### [WORK ORDER]
From the line containing "Exercise. Locate the green" through the last line of the entries below, repeat each line word for word and leave out the rest.

### [DATA PROVIDED]
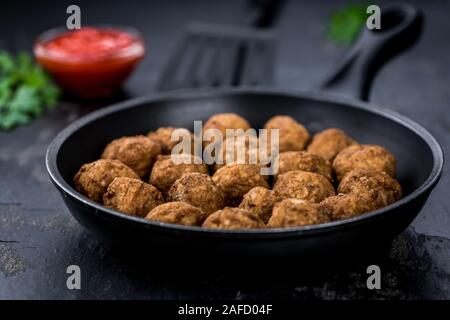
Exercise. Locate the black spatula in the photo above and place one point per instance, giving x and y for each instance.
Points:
(210, 55)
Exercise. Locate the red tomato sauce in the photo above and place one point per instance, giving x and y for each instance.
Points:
(90, 62)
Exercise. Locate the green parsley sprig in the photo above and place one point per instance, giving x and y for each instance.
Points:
(346, 24)
(26, 90)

### [REPLY TO THE TASK]
Exercise. Locate the green parsley sprig in the photo above and place one point per instance, giving x and y for each instance.
Points:
(346, 24)
(26, 90)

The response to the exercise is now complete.